• **Task statement**:
From the entries below, pull out every line that contains the word "negative", treating uppercase and lowercase as different.

• **Dataset records**:
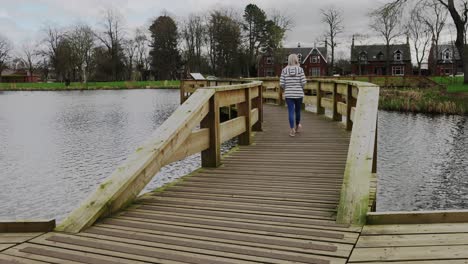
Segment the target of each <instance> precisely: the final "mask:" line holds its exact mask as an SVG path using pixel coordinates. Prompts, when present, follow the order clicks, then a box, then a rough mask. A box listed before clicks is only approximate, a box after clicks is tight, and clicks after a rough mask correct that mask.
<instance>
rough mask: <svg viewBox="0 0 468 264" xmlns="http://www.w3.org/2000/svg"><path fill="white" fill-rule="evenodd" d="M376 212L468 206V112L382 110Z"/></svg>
mask: <svg viewBox="0 0 468 264" xmlns="http://www.w3.org/2000/svg"><path fill="white" fill-rule="evenodd" d="M378 140H379V150H378V158H379V160H378V176H379V182H378V197H377V210H378V211H395V210H404V211H413V210H443V209H468V204H467V199H468V178H467V176H468V151H467V149H468V126H467V117H466V116H448V115H447V116H441V115H438V116H429V115H422V114H401V113H394V112H385V111H380V112H379V139H378Z"/></svg>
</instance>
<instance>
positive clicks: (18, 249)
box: [0, 106, 468, 264]
mask: <svg viewBox="0 0 468 264" xmlns="http://www.w3.org/2000/svg"><path fill="white" fill-rule="evenodd" d="M264 109H265V113H264V118H265V120H264V132H260V133H257V135H256V136H255V144H253V145H251V146H242V147H240V149H238V150H237V151H235V152H232V153H230V154H229V155H228V156H226V157H225V158H224V159H223V164H224V165H223V166H221V167H219V168H217V169H202V170H200V171H197V172H196V173H194V174H193V175H191V176H187V177H185V178H184V179H183V180H182V181H180V182H178V183H177V184H175V185H173V186H171V187H168V188H166V189H165V190H164V191H160V192H154V193H149V194H147V195H145V196H143V197H141V198H139V200H138V201H137V202H136V203H135V204H133V205H132V206H130V207H129V208H128V209H127V210H125V211H124V212H121V213H120V214H118V215H115V216H114V217H110V218H106V219H104V220H102V221H100V222H98V223H97V224H95V225H94V226H92V227H90V228H88V229H86V230H85V231H84V232H81V233H78V234H65V233H57V232H49V233H23V234H11V233H10V234H8V233H7V234H0V263H2V264H3V263H6V264H10V263H32V264H34V263H90V264H101V263H200V264H202V263H203V264H205V263H236V264H237V263H320V264H321V263H323V264H326V263H347V262H348V261H349V262H350V263H384V262H391V263H418V264H422V263H467V262H466V259H468V255H467V252H468V243H467V242H466V241H468V235H467V234H468V224H432V225H384V226H382V225H381V226H365V227H364V229H362V228H361V227H349V226H345V225H339V224H336V223H335V214H336V207H337V204H338V200H339V196H340V189H341V183H342V177H343V172H344V168H345V161H346V156H347V151H348V144H349V136H350V134H349V132H346V131H345V130H344V129H343V128H342V127H341V125H340V124H338V123H337V122H331V121H329V120H328V119H326V118H324V117H323V116H317V115H315V114H311V113H307V112H305V113H304V114H303V125H304V131H303V132H302V133H300V134H298V135H297V136H296V137H294V138H291V137H289V136H288V125H287V116H286V115H287V113H286V109H285V108H281V107H274V106H265V107H264ZM361 231H362V234H361ZM420 260H422V262H421V261H420ZM417 261H419V262H417Z"/></svg>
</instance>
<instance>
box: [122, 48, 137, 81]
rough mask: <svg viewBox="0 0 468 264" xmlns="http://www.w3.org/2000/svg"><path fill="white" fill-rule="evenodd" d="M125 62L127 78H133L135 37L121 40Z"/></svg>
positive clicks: (134, 51)
mask: <svg viewBox="0 0 468 264" xmlns="http://www.w3.org/2000/svg"><path fill="white" fill-rule="evenodd" d="M123 46H124V53H125V64H126V68H127V79H128V80H133V60H134V58H135V54H136V52H137V45H136V43H135V39H127V40H124V41H123Z"/></svg>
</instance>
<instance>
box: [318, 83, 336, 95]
mask: <svg viewBox="0 0 468 264" xmlns="http://www.w3.org/2000/svg"><path fill="white" fill-rule="evenodd" d="M334 87H335V83H333V82H322V86H321V88H320V89H321V90H322V91H324V92H330V93H333V88H334Z"/></svg>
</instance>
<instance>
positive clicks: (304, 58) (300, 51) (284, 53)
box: [280, 47, 327, 62]
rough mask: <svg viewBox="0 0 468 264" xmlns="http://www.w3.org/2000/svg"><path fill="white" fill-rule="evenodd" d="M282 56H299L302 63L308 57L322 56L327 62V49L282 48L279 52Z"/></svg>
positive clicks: (306, 58)
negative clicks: (296, 55) (319, 54)
mask: <svg viewBox="0 0 468 264" xmlns="http://www.w3.org/2000/svg"><path fill="white" fill-rule="evenodd" d="M280 52H281V53H282V54H284V55H285V56H287V55H289V54H298V55H299V54H301V58H302V61H303V62H304V61H306V60H307V57H308V56H309V55H311V54H312V55H316V54H320V55H322V57H323V59H324V60H325V61H326V60H327V49H326V48H325V47H317V48H310V47H304V48H302V47H297V48H283V49H281V50H280Z"/></svg>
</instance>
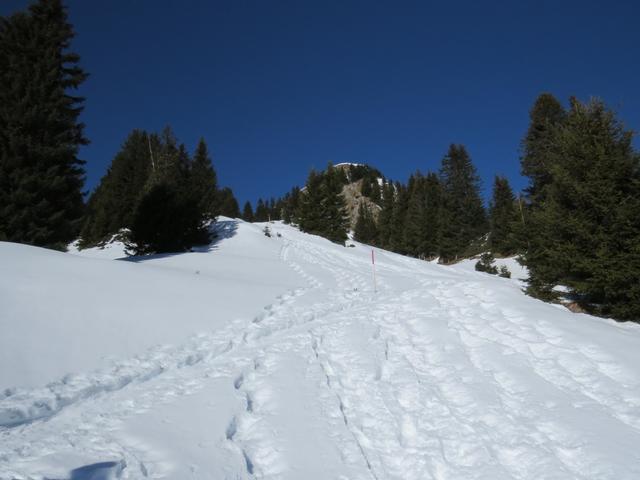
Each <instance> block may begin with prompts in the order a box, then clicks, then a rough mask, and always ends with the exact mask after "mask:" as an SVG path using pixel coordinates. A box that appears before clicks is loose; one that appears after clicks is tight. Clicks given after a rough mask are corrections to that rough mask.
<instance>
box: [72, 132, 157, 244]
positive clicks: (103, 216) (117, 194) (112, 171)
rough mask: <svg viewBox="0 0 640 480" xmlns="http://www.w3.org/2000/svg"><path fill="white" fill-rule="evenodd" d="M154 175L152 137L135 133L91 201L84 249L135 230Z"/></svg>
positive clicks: (87, 209) (119, 153)
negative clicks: (152, 155)
mask: <svg viewBox="0 0 640 480" xmlns="http://www.w3.org/2000/svg"><path fill="white" fill-rule="evenodd" d="M150 172H151V158H150V155H149V136H148V135H147V133H146V132H144V131H141V130H134V131H133V132H131V133H130V134H129V136H128V137H127V139H126V140H125V142H124V144H123V145H122V148H121V149H120V152H118V154H117V155H116V156H115V157H114V159H113V161H112V162H111V166H110V167H109V170H108V171H107V173H106V174H105V175H104V176H103V177H102V179H101V180H100V183H99V184H98V187H97V188H96V190H95V191H94V192H93V194H92V195H91V197H90V198H89V203H88V207H87V211H86V216H85V221H84V225H83V228H82V232H81V235H80V236H81V240H82V241H81V246H82V247H88V246H92V245H96V244H98V243H100V242H101V241H103V240H107V239H109V238H110V237H111V236H112V235H114V234H116V233H117V232H118V231H119V230H120V229H122V228H131V225H132V223H133V216H134V212H135V208H136V206H137V204H138V202H139V199H140V196H141V194H142V193H143V192H144V189H145V186H146V184H147V181H148V179H149V175H150Z"/></svg>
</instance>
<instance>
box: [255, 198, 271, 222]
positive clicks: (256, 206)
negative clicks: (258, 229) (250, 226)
mask: <svg viewBox="0 0 640 480" xmlns="http://www.w3.org/2000/svg"><path fill="white" fill-rule="evenodd" d="M254 218H255V221H256V222H266V221H268V220H269V207H268V206H267V205H266V204H265V203H264V200H262V199H261V198H259V199H258V203H257V204H256V211H255V216H254Z"/></svg>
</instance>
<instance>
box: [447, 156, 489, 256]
mask: <svg viewBox="0 0 640 480" xmlns="http://www.w3.org/2000/svg"><path fill="white" fill-rule="evenodd" d="M440 179H441V182H442V187H443V193H444V202H443V206H444V208H443V210H442V218H441V220H442V224H441V229H440V233H441V235H440V258H441V260H442V261H443V262H448V261H452V260H455V259H457V258H460V257H462V256H463V255H464V254H465V252H466V251H467V250H468V248H469V246H470V245H471V243H472V242H473V241H476V240H478V238H479V237H481V236H482V235H483V234H484V233H486V231H487V230H488V228H487V222H486V214H485V211H484V206H483V203H482V198H481V196H480V177H478V174H477V173H476V169H475V167H474V166H473V164H472V163H471V158H470V157H469V154H468V153H467V150H466V148H465V147H464V145H451V146H450V147H449V151H448V153H447V155H446V156H445V157H444V158H443V159H442V167H441V169H440Z"/></svg>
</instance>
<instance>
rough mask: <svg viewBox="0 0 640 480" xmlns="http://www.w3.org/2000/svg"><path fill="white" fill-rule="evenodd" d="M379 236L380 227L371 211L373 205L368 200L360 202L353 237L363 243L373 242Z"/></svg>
mask: <svg viewBox="0 0 640 480" xmlns="http://www.w3.org/2000/svg"><path fill="white" fill-rule="evenodd" d="M377 236H378V229H377V227H376V221H375V219H374V218H373V214H372V212H371V207H370V206H369V205H368V204H367V203H366V202H360V204H359V205H358V219H357V220H356V225H355V228H354V231H353V238H354V239H355V240H357V241H358V242H361V243H368V244H373V243H374V242H375V240H376V238H377Z"/></svg>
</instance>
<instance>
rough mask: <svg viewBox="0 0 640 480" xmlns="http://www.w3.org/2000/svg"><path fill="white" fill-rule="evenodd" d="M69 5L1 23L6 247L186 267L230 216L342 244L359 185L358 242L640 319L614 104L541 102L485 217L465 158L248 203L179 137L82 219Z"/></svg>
mask: <svg viewBox="0 0 640 480" xmlns="http://www.w3.org/2000/svg"><path fill="white" fill-rule="evenodd" d="M73 37H74V32H73V27H72V26H71V24H70V23H69V22H68V18H67V11H66V9H65V7H64V6H63V5H62V2H61V1H60V0H38V1H36V2H35V3H33V4H32V5H31V6H30V7H29V8H28V10H26V11H24V12H18V13H16V14H13V15H11V16H9V17H6V18H1V19H0V240H8V241H13V242H20V243H27V244H32V245H39V246H45V247H50V248H57V249H64V248H65V247H66V245H67V244H68V243H69V242H71V241H72V240H75V239H77V238H78V236H79V235H80V238H81V244H82V246H90V245H95V244H99V243H101V242H103V241H105V240H108V239H109V238H111V237H112V236H113V235H123V236H124V237H125V239H126V240H127V241H128V242H129V244H130V246H131V248H132V249H133V250H134V251H135V252H136V253H142V254H144V253H150V252H162V251H180V250H185V249H188V248H190V246H192V245H195V244H198V243H205V242H207V241H208V240H209V238H208V234H209V225H210V223H211V222H212V221H214V219H215V218H216V216H218V215H226V216H229V217H239V216H241V215H242V217H243V218H245V219H246V220H249V221H267V220H269V219H271V220H279V219H281V220H283V221H284V222H286V223H295V224H297V225H299V227H300V229H302V230H303V231H306V232H310V233H315V234H319V235H322V236H325V237H327V238H329V239H330V240H332V241H335V242H344V240H345V239H346V238H347V232H348V230H349V228H350V225H349V220H348V218H347V214H346V208H345V207H346V205H345V203H344V197H343V194H342V193H343V189H344V186H345V185H347V184H349V183H353V182H356V181H359V182H360V184H361V193H362V195H364V196H365V197H366V198H367V199H368V200H369V201H368V202H361V203H360V204H359V207H358V208H359V215H358V221H357V224H356V225H355V228H354V235H355V238H356V239H358V240H361V241H363V242H365V243H370V244H373V245H377V246H379V247H381V248H386V249H389V250H393V251H396V252H399V253H403V254H406V255H412V256H415V257H418V258H425V259H433V258H439V259H440V261H441V262H443V263H449V262H453V261H456V260H458V259H460V258H465V257H468V256H471V255H476V254H479V253H482V252H484V251H487V250H489V251H491V252H492V253H494V254H496V255H513V254H519V255H520V256H521V258H522V261H523V263H524V264H525V265H526V266H527V267H528V269H529V273H530V278H529V283H528V285H529V286H528V292H529V293H530V294H532V295H534V296H537V297H539V298H543V299H552V298H554V297H555V296H556V295H557V294H556V288H555V287H556V286H557V285H564V286H566V287H568V288H569V290H570V292H571V295H573V296H574V298H575V300H576V301H577V302H578V303H579V304H581V305H582V306H583V307H584V308H585V309H586V310H587V311H590V312H593V313H596V314H599V315H604V316H613V317H615V318H618V319H633V320H638V319H639V318H640V215H639V214H638V212H640V155H639V154H638V152H637V151H636V150H635V149H634V147H633V143H632V139H633V134H632V132H630V131H629V130H627V129H625V128H624V125H623V124H622V123H621V122H620V120H619V119H618V118H617V117H616V114H615V112H613V111H612V110H611V109H609V108H608V107H607V106H606V105H605V104H604V103H603V102H602V101H600V100H597V99H594V100H590V101H588V102H584V103H583V102H580V101H578V100H577V99H575V98H571V99H570V100H569V104H568V107H566V108H565V106H563V105H562V103H561V102H559V101H558V100H557V99H556V98H555V97H554V96H553V95H551V94H549V93H545V94H542V95H540V96H539V97H538V98H537V99H536V101H535V103H534V105H533V107H532V109H531V111H530V122H529V127H528V130H527V132H526V135H525V136H524V138H523V140H522V147H521V157H520V164H521V172H522V174H523V175H524V176H525V177H527V178H528V179H529V185H528V186H527V188H526V189H525V191H524V192H522V193H520V194H518V195H515V194H514V192H513V190H512V189H511V187H510V185H509V183H508V181H507V179H506V178H505V177H502V176H496V177H495V179H494V182H493V192H492V196H491V200H490V202H489V205H488V208H486V207H485V205H484V203H483V200H482V196H481V194H480V179H479V177H478V174H477V171H476V169H475V167H474V165H473V163H472V161H471V157H470V155H469V153H468V151H467V149H466V148H465V146H464V145H459V144H453V145H451V146H450V147H449V149H448V151H447V152H446V154H445V155H444V157H443V159H442V161H441V165H440V168H439V170H438V171H437V172H427V173H424V174H423V173H420V172H416V173H415V174H413V175H411V176H410V178H409V179H408V181H407V182H406V183H402V182H397V181H396V182H394V181H391V180H388V179H385V178H383V176H382V174H381V173H380V172H379V171H377V170H375V169H373V168H372V167H369V166H366V165H352V166H349V167H348V168H343V167H333V166H331V165H330V166H329V167H328V168H327V169H325V170H323V171H315V170H314V171H311V172H310V174H309V176H308V178H307V181H306V185H305V186H304V187H303V188H297V187H296V188H293V189H292V190H291V191H290V192H288V193H287V194H286V195H284V196H283V197H282V198H279V199H269V200H263V199H259V200H258V202H257V204H256V208H255V211H254V209H253V208H252V206H251V204H250V203H248V202H247V204H245V205H244V208H243V211H242V212H240V209H239V206H238V203H237V201H236V199H235V198H234V195H233V192H232V191H231V189H229V188H222V189H220V188H219V187H218V185H217V176H216V172H215V170H214V168H213V165H212V163H211V158H210V154H209V151H208V148H207V145H206V143H205V141H204V140H201V141H200V142H199V144H198V146H197V148H196V149H195V151H194V152H193V153H191V152H189V151H187V149H186V147H185V146H184V145H183V144H181V143H180V142H179V141H178V140H177V139H176V138H175V135H174V134H173V132H172V131H171V129H170V128H166V129H165V130H164V131H162V132H160V133H150V132H146V131H144V130H134V131H133V132H131V133H130V135H129V136H128V137H127V139H126V140H125V142H124V143H123V145H122V148H121V149H120V151H119V152H118V153H117V154H116V156H115V157H114V159H113V162H112V164H111V166H110V167H109V170H108V171H107V173H106V174H105V176H104V177H103V178H102V179H101V181H100V183H99V185H98V187H97V188H96V190H95V191H94V192H93V193H92V195H91V196H90V197H89V201H88V202H87V203H86V204H85V202H84V197H83V191H82V189H83V185H84V175H85V171H84V161H83V160H82V159H80V158H79V157H78V151H79V147H80V146H82V145H85V144H86V143H87V142H88V140H87V139H86V137H85V135H84V125H83V124H82V122H80V120H79V116H80V114H81V112H82V108H83V103H84V99H83V98H82V97H80V96H78V95H77V94H76V92H77V89H78V88H79V86H80V85H81V84H82V83H83V81H84V80H85V79H86V78H87V73H86V72H85V71H84V70H83V69H82V68H81V67H80V65H79V60H80V59H79V56H78V55H77V54H75V53H73V52H72V51H70V46H71V40H72V39H73Z"/></svg>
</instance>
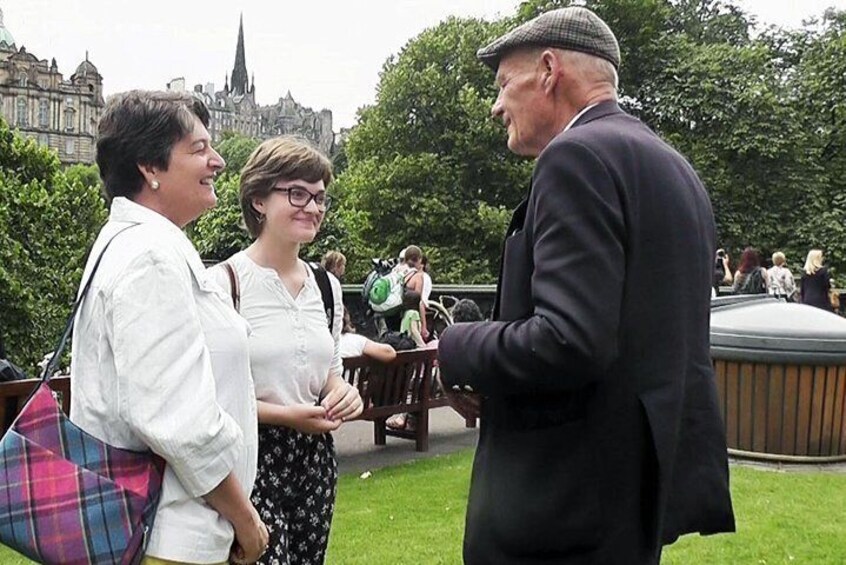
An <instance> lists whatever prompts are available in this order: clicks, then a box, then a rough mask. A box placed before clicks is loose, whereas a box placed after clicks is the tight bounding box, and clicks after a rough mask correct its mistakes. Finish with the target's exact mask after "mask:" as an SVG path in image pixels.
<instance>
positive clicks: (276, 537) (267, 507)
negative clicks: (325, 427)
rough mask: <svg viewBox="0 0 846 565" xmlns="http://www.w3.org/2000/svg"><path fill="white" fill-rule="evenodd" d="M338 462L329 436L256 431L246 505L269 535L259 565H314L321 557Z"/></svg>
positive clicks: (334, 487) (331, 511) (337, 473)
mask: <svg viewBox="0 0 846 565" xmlns="http://www.w3.org/2000/svg"><path fill="white" fill-rule="evenodd" d="M337 483H338V463H337V461H336V460H335V447H334V443H333V441H332V436H331V435H330V434H323V435H311V434H304V433H302V432H298V431H296V430H293V429H291V428H286V427H283V426H259V461H258V474H257V476H256V484H255V487H254V488H253V494H252V497H251V498H252V501H253V504H254V505H255V507H256V509H257V510H258V513H259V516H261V519H262V521H264V523H265V524H266V525H267V529H268V531H269V532H270V544H269V545H268V549H267V552H266V553H265V554H264V555H263V556H262V558H261V560H260V561H259V563H261V564H262V565H318V564H321V563H323V561H324V559H325V557H326V546H327V544H328V543H329V528H330V526H331V525H332V512H333V511H334V509H335V492H336V487H337Z"/></svg>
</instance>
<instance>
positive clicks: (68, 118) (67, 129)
mask: <svg viewBox="0 0 846 565" xmlns="http://www.w3.org/2000/svg"><path fill="white" fill-rule="evenodd" d="M75 117H76V112H75V111H74V109H73V108H66V109H65V129H66V130H68V131H73V121H74V118H75Z"/></svg>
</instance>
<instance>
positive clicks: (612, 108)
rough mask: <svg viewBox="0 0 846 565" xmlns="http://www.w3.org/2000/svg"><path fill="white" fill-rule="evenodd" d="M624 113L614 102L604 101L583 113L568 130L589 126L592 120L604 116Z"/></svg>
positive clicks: (609, 101)
mask: <svg viewBox="0 0 846 565" xmlns="http://www.w3.org/2000/svg"><path fill="white" fill-rule="evenodd" d="M624 113H625V112H623V110H622V109H621V108H620V106H619V104H617V101H616V100H606V101H605V102H600V103H599V104H597V105H596V106H594V107H593V108H591V109H590V110H588V111H587V112H585V113H584V114H583V115H582V116H581V117H580V118H579V119H578V120H576V123H575V124H573V125H572V126H571V127H570V129H573V128H577V127H579V126H583V125H585V124H589V123H590V122H592V121H594V120H599V119H601V118H604V117H605V116H610V115H612V114H624Z"/></svg>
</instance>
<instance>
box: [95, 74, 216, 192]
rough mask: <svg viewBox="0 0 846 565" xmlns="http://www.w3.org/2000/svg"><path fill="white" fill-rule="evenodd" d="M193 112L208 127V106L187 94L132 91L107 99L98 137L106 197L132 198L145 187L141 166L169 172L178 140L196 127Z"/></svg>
mask: <svg viewBox="0 0 846 565" xmlns="http://www.w3.org/2000/svg"><path fill="white" fill-rule="evenodd" d="M195 116H196V117H197V118H198V119H199V120H200V122H202V124H203V125H204V126H205V127H208V126H209V111H208V108H206V105H205V104H204V103H203V101H202V100H199V99H197V98H194V97H193V96H192V95H190V94H188V93H184V92H159V91H147V90H131V91H129V92H123V93H121V94H115V95H114V96H112V97H111V98H109V102H108V103H107V104H106V108H105V109H104V110H103V117H102V118H101V119H100V124H99V127H98V136H97V166H98V167H99V169H100V178H102V179H103V192H104V193H105V196H106V199H107V200H108V201H109V202H111V201H112V199H113V198H115V197H116V196H125V197H127V198H132V197H133V196H135V195H136V194H138V193H139V192H140V191H141V188H142V187H143V186H144V177H143V175H142V174H141V171H140V170H139V169H138V165H152V166H155V167H158V168H160V169H164V170H167V168H168V166H169V165H170V152H171V150H172V149H173V146H174V144H175V143H176V142H177V141H179V140H180V139H182V138H183V137H185V136H186V135H188V134H189V133H191V131H192V130H193V129H194V117H195Z"/></svg>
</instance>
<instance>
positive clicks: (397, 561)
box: [327, 453, 846, 565]
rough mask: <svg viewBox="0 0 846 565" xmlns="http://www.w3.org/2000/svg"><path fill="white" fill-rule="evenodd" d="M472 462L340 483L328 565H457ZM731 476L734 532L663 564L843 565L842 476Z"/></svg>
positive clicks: (458, 557) (451, 457) (720, 564)
mask: <svg viewBox="0 0 846 565" xmlns="http://www.w3.org/2000/svg"><path fill="white" fill-rule="evenodd" d="M471 462H472V454H471V453H461V454H458V455H452V456H448V457H440V458H435V459H429V460H424V461H420V462H417V463H413V464H409V465H402V466H399V467H392V468H388V469H384V470H380V471H375V472H374V473H373V475H372V476H371V477H370V478H368V479H360V478H359V477H357V476H349V475H348V476H344V477H341V483H340V486H339V494H338V502H337V507H336V511H335V520H334V523H333V526H332V537H331V539H330V543H329V555H328V559H327V562H328V563H329V564H331V565H347V564H362V565H363V564H382V563H385V564H392V565H393V564H406V563H408V564H412V563H413V564H418V563H419V564H427V563H432V564H435V563H450V564H452V563H460V562H461V537H462V532H463V529H464V508H465V504H466V497H467V489H468V486H469V477H470V465H471ZM731 477H732V493H733V499H734V504H735V513H736V516H737V528H738V532H737V533H736V534H732V535H720V536H712V537H706V538H703V537H700V536H686V537H684V538H682V539H681V540H679V541H678V542H677V543H676V544H675V545H673V546H671V547H668V548H666V549H665V551H664V558H663V560H662V563H664V564H673V565H687V564H698V563H702V564H709V565H711V564H719V565H722V564H747V563H748V564H754V565H762V564H775V563H791V564H800V563H801V564H804V563H807V564H814V565H817V564H832V565H834V564H836V565H843V564H846V475H844V474H839V475H838V474H833V473H824V472H814V473H798V472H791V473H785V472H778V471H770V470H760V469H757V468H750V467H743V466H733V467H732V474H731ZM398 534H399V535H398Z"/></svg>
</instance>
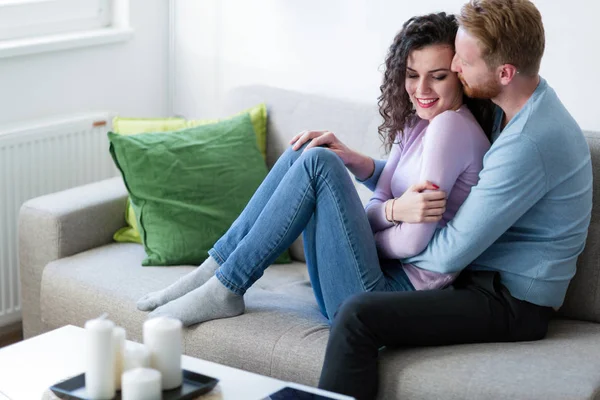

• **Expected answer**:
negative clicks: (296, 55) (319, 54)
negative clicks: (152, 155)
negative clicks: (258, 229) (250, 226)
negative clicks: (325, 427)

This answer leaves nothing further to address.